Select every line in the rows below that contains the word "fence" and copy each of those lines.

^^^^

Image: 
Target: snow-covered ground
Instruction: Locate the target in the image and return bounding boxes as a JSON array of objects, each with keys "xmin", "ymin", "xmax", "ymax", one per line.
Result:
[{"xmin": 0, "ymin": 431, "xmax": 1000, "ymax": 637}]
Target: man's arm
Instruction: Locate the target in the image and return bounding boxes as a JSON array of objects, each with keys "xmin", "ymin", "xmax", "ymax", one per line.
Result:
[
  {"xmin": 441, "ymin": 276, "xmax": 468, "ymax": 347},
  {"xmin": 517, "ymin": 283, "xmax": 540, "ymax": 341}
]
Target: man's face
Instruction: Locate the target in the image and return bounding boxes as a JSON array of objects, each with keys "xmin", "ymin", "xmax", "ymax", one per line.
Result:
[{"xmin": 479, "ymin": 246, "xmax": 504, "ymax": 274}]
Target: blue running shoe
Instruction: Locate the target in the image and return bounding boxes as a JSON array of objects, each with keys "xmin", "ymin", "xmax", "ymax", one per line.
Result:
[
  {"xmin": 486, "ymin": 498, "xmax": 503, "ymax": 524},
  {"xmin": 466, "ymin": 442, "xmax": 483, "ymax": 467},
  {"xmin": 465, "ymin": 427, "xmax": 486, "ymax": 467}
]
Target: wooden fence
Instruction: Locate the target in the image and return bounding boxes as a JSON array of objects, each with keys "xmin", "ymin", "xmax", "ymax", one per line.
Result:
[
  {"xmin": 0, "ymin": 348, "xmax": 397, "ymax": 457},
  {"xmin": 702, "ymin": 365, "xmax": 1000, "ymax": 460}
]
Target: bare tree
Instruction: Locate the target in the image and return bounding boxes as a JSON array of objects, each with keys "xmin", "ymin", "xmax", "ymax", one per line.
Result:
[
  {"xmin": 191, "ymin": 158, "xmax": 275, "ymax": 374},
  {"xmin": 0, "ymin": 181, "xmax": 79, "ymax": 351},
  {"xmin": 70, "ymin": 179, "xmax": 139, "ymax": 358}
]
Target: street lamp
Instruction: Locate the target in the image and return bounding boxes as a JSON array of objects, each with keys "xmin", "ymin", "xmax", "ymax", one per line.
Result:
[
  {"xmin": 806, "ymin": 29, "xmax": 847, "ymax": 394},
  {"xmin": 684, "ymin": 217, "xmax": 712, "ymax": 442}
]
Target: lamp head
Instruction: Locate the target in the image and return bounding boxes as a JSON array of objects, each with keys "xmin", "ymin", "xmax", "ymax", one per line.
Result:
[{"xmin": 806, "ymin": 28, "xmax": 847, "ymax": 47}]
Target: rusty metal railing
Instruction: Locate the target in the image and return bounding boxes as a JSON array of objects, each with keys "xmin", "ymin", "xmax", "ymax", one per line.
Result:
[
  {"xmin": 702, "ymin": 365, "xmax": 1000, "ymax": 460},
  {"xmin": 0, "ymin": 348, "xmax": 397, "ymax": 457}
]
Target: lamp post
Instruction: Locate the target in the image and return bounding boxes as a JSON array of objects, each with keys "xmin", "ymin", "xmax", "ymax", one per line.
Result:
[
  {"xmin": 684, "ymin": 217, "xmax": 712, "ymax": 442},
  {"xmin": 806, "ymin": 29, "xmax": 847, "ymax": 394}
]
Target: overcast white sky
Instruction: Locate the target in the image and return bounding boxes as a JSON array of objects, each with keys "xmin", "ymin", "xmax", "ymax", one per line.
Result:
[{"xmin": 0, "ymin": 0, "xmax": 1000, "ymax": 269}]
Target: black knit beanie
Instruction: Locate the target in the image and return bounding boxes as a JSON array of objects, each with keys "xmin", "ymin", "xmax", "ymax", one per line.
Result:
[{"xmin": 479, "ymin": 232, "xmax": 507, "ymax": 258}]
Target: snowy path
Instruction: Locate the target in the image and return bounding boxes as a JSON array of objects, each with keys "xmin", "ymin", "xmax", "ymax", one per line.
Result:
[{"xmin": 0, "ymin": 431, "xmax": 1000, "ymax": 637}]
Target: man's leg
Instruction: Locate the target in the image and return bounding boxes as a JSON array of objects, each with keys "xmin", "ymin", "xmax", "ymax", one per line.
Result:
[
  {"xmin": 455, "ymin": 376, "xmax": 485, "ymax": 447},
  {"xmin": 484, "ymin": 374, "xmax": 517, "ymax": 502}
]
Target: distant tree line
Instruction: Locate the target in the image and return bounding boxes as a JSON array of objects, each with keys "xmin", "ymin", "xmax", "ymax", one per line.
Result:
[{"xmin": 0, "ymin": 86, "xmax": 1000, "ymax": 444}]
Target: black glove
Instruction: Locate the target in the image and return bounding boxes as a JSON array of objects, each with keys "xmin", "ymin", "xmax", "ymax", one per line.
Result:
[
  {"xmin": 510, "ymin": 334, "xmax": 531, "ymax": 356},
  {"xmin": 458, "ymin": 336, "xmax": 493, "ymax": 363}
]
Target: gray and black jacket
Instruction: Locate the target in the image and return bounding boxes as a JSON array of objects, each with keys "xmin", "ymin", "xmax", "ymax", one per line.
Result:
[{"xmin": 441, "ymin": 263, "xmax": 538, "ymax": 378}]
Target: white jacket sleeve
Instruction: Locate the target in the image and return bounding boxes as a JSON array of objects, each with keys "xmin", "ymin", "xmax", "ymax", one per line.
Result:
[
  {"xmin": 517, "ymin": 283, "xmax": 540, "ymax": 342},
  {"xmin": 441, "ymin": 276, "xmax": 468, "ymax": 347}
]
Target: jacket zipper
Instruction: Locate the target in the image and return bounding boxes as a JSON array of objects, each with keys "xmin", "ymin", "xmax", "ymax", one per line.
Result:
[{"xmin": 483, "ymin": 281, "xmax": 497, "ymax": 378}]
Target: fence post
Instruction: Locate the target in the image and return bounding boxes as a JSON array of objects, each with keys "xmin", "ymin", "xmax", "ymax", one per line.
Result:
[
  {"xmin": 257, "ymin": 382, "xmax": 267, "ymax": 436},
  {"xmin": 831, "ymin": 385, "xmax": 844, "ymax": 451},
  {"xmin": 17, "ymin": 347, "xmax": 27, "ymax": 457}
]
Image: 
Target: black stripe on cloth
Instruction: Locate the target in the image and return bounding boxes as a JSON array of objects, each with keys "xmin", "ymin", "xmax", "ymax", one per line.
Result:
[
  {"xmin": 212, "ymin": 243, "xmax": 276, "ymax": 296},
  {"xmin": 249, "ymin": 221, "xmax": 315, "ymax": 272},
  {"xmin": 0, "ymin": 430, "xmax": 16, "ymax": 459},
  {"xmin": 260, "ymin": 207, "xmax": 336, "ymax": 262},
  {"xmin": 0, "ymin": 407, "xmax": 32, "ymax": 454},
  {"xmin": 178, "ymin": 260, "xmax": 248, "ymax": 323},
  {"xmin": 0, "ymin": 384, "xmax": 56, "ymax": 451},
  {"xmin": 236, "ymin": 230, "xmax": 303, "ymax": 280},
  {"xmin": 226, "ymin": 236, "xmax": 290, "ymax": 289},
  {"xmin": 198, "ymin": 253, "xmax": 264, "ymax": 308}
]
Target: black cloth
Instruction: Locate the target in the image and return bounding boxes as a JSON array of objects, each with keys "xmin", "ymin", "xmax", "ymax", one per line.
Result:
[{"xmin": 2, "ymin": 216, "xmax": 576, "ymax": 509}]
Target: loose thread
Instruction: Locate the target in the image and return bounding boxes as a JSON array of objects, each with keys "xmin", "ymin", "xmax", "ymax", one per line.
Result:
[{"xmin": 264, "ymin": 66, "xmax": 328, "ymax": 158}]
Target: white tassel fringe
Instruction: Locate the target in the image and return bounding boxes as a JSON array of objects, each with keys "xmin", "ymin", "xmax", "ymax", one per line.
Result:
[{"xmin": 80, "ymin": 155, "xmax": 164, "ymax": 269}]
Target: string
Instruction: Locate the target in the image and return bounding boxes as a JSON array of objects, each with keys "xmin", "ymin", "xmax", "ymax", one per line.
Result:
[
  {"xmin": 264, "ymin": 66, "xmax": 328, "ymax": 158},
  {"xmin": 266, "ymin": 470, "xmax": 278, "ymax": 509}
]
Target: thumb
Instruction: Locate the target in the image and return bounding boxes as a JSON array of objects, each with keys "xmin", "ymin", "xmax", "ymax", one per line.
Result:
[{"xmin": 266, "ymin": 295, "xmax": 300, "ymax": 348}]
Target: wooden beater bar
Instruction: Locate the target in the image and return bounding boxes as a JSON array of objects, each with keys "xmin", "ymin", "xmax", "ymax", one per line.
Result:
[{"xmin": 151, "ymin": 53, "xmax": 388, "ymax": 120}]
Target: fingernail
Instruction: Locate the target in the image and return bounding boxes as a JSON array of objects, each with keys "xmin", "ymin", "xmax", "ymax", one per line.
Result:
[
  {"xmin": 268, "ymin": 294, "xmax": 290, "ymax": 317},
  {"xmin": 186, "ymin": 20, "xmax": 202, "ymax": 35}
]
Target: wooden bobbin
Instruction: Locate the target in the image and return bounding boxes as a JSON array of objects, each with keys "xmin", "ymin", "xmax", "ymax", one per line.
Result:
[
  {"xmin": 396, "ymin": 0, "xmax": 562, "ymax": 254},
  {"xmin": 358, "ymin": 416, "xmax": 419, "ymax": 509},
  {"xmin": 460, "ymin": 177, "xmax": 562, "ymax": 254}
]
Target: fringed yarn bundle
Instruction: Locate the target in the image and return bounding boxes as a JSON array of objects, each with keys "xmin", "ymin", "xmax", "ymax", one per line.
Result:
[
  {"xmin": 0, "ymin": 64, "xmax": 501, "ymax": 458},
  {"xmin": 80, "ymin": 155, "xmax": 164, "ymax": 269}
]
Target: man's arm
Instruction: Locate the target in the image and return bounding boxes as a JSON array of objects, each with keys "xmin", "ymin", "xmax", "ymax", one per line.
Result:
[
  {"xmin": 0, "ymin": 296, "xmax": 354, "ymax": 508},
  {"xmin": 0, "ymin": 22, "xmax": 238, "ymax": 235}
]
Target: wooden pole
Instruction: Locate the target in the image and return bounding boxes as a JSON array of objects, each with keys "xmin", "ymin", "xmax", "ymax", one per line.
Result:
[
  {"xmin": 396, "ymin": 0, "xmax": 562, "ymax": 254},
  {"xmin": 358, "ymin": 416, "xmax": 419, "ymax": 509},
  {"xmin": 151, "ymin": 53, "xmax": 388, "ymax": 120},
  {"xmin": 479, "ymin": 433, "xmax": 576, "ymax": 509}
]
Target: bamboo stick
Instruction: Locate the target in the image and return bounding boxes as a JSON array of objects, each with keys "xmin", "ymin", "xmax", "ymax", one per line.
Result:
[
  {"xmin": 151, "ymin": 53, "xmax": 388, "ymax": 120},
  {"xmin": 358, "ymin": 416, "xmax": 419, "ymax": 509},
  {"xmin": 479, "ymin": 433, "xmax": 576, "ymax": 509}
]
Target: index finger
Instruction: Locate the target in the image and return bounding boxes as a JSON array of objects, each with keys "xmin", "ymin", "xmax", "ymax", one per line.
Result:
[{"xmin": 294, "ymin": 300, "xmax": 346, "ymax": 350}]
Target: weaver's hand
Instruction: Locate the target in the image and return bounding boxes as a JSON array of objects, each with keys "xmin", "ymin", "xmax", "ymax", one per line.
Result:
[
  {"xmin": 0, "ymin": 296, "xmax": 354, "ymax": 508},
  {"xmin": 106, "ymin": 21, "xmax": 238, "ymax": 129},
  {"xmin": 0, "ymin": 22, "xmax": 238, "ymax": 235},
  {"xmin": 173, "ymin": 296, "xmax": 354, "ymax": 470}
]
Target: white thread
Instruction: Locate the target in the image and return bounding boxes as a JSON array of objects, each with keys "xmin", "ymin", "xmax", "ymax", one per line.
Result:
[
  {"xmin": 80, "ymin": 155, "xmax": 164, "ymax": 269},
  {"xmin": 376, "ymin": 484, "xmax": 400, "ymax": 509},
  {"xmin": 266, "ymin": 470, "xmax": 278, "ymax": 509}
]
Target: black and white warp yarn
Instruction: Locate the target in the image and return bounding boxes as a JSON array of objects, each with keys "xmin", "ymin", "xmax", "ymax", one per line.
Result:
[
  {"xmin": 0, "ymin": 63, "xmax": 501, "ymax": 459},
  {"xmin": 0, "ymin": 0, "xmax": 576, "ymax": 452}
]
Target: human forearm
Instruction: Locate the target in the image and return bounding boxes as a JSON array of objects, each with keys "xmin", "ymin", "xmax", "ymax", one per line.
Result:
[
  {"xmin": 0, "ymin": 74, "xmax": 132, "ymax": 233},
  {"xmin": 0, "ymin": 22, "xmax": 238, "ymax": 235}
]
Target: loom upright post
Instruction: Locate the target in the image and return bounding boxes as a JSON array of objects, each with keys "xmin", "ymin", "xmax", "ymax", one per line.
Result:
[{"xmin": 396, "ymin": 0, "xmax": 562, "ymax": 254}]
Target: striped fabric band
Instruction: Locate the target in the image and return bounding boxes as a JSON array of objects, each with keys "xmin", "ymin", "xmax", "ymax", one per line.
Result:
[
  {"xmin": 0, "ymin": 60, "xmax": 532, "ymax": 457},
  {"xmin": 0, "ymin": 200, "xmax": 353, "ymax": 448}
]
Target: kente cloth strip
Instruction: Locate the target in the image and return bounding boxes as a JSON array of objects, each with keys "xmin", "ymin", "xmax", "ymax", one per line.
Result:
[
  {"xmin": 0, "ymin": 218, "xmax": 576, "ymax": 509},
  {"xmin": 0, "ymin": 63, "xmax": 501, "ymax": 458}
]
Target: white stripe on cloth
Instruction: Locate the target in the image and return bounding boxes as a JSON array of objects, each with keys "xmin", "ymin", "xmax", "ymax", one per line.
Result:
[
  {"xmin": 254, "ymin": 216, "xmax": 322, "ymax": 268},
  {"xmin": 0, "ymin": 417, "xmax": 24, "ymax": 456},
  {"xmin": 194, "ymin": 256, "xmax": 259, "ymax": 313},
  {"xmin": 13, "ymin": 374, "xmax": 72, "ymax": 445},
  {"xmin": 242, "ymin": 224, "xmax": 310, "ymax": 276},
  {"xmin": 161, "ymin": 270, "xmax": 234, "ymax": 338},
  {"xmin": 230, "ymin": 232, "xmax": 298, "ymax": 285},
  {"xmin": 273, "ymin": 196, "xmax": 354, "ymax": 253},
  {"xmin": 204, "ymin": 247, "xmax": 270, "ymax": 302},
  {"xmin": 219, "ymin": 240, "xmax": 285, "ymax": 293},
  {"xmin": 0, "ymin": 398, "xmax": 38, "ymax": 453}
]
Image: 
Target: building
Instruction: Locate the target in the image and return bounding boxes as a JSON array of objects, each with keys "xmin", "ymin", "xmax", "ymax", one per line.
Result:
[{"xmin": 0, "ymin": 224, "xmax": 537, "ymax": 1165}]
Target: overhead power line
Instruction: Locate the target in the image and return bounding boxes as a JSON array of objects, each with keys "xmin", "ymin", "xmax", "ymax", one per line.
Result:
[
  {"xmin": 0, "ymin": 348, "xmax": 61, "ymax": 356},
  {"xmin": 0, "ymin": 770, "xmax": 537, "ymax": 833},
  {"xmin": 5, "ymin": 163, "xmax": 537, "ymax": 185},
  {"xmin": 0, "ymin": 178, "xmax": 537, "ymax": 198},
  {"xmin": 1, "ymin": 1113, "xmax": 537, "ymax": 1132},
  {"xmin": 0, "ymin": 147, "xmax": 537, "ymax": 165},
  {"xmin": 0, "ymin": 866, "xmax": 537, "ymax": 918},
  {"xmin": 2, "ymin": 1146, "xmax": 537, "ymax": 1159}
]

^^^^

*EXERCISE RESULT*:
Target: wooden fence
Target: fence post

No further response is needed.